**Problem**
Arrange each line of the items below as a Markdown table with two columns, Row and Line, where Row numbers the lines in order and blank lines are skipped. Leave the pictures out of your answer.
=== Dataset extract ===
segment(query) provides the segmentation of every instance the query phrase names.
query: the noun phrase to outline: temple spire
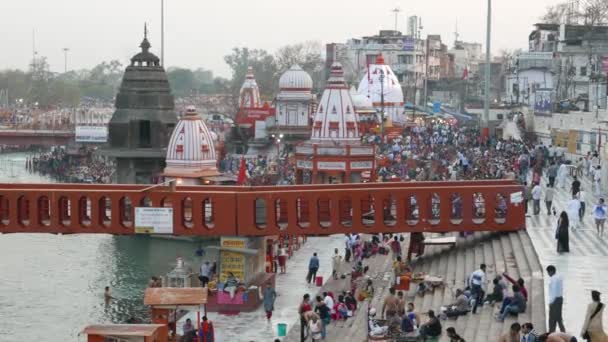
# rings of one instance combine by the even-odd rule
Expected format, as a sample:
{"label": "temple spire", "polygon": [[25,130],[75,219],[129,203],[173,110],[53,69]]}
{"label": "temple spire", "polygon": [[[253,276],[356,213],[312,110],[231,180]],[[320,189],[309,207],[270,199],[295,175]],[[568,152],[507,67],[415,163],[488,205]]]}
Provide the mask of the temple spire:
{"label": "temple spire", "polygon": [[148,41],[148,23],[144,23],[144,40],[141,41],[139,47],[142,52],[147,53],[150,50],[150,42]]}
===
**Completed task**
| Row | Line |
|---|---|
| 1 | segment(query) provides the segmentation of every instance the query phrase names. |
| 2 | query: the noun phrase to outline: temple spire |
| 3 | # rings of one instance combine by the even-odd rule |
| 4 | Expected format, as a sample: |
| 5 | {"label": "temple spire", "polygon": [[25,130],[75,219],[129,203],[173,110],[53,69]]} |
| 6 | {"label": "temple spire", "polygon": [[[253,276],[356,213],[312,110],[231,180]],[[320,189],[309,207],[270,199],[295,175]],[[568,152],[507,67],[415,163],[488,205]]]} |
| 7 | Provide the mask of the temple spire: |
| 8 | {"label": "temple spire", "polygon": [[148,41],[148,23],[144,23],[144,40],[141,41],[139,47],[142,52],[147,53],[150,50],[150,42]]} |